What you are asked to do:
Continue the summary of the immigration bill's provisions, starting after its final sentence.

Text segment:
Provisional immigrants would be able to seek legal permanent resident status after ten years in the RPI status provided they can demonstrate that they are current on their taxes, maintained continuous physical presence in the United States, employed and learned English. They will be responsible to pay $1000 in additional fees as a precondition to obtaining the legal permanent resident status and will be able to citizenship three years later. Before any of the provisional immigrants would be able to obtain an LPR status the President would have to certify to the Congress that the border security requirements of the Bill have been met.

The Bill would finally implement provisions of the DREAM Act and allow individuals who had been brought to the United States as youths to seek legal permanent resident status in five years, and citizenship immediately thereafter.


The Bill would correct the student situation by attaching dual intent to the F1 student visas and thus resolving frequent visa denials at the consulates for students when they seek to extend their F1 visas. The dual intent would attach to all students who are in at least in bachelor's degree programs.

Data to examine:
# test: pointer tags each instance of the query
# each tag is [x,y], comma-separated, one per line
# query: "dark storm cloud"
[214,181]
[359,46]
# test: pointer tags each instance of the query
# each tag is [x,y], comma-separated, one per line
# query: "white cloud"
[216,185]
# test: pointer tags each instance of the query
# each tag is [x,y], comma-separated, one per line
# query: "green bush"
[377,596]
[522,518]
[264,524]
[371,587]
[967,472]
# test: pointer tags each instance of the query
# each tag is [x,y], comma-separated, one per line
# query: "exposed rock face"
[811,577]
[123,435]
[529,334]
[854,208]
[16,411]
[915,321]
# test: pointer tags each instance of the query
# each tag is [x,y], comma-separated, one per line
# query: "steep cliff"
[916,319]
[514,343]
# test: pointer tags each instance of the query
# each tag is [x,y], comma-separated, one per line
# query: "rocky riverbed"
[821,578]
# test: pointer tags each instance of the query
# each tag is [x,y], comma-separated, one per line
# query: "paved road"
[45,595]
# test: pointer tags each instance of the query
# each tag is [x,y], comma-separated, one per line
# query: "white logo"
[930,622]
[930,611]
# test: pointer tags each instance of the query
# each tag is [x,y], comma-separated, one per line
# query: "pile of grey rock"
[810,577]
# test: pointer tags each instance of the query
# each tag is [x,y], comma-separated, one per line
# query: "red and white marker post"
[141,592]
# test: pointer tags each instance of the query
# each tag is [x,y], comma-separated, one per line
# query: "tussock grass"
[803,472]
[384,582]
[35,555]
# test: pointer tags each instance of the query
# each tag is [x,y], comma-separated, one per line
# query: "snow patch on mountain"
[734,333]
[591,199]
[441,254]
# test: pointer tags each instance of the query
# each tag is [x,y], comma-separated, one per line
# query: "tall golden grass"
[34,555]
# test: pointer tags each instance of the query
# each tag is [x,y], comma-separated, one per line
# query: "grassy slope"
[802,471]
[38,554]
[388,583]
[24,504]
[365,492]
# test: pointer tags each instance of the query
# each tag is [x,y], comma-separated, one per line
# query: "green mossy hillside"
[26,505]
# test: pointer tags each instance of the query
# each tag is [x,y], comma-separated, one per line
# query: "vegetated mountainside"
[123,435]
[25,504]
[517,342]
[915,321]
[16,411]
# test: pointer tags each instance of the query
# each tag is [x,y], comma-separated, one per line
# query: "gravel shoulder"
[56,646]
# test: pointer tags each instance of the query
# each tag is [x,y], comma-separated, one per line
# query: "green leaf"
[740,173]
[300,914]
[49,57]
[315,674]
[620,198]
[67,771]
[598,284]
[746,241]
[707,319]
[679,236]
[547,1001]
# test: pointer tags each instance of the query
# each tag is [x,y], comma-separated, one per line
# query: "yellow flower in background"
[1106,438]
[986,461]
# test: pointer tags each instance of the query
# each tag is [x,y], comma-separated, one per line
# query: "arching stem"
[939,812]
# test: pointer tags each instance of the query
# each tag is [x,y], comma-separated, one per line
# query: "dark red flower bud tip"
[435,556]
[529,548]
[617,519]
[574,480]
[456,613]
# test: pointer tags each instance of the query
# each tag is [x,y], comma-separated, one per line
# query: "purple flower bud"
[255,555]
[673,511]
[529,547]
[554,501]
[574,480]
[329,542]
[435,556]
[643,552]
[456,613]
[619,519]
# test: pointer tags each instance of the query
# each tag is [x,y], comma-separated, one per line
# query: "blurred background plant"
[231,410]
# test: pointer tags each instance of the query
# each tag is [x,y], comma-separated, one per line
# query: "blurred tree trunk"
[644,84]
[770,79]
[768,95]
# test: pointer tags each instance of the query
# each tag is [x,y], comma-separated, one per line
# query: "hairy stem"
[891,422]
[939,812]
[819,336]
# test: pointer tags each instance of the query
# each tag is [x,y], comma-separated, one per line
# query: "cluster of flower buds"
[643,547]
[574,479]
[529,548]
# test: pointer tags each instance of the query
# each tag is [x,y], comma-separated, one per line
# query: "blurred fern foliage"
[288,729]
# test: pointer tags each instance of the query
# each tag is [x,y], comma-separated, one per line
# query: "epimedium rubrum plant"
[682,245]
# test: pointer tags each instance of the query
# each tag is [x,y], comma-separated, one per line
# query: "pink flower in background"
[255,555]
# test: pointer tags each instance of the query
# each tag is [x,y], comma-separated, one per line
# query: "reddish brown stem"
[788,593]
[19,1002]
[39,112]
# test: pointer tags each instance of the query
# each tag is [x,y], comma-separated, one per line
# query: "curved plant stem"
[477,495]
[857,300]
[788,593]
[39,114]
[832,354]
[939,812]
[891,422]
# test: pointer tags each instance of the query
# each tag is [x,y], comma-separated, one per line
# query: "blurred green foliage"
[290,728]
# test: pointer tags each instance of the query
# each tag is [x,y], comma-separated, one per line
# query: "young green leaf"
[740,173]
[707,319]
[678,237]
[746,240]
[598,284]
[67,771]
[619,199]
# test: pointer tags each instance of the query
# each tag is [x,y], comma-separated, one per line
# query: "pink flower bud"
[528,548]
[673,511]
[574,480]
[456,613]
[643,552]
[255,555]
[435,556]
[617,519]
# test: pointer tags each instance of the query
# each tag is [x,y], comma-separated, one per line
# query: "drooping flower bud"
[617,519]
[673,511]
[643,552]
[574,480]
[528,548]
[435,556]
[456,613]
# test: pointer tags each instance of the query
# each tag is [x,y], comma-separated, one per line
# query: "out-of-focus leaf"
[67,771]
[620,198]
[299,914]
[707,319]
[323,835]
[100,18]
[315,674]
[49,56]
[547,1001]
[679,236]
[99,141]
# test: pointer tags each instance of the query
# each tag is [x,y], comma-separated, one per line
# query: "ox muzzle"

Answer to the problem:
The Bill would increase H1B visa CAP from 65,000 visas annually currently to 155,000 visas per year, setting 25,000 more for people with advanced degrees in technology, science and engineering, and mathematics, provided they have graduated from U.S. based colleges and universities. The Bill leaves open the door for further increase in the H1B program with the CAP of up to 180,000 visas annually, if the demands warrants such increase.

The Bills also purports to change H1B worker spouse's situation by allowing H4 derivative visa holders to obtain employment authorization in the USA.

The Bills would require DHS to crack down on companies that use H-1B visas to train workers in the U.S. only to ship them back overseas.

The Bill would expend extraordinary abilities immigrant category to include scientists, professors, researchers, multinational executives and athletes, by exempting them from the existing immigrant visa quotas.

The Bill would exempt from the existing immigrant visa quotas all graduates of U.S. universities with job offers and degrees in science, technology, engineering or math.

The Bill would create a new-entrepreneur visa to facilitate creation of startup companies by foreign entrepreneurs.

The Bill would establish a completely new merit based immigration avenue for up to 250,000 people a year, basing it on points awarded for education, employment, length of residence in the U.S. and other equitable considerations.

The Bill would completely eliminate the Diversity Visa Lottery Program, and channel released 55,000 visas of the program's annual quota to the new point-based system.


The Bill would create a completely new W visa with a quota of up to 200,000 visas per year to be awarded to the low-skilled workers for jobs in construction, long-term care, hospitality and other industries.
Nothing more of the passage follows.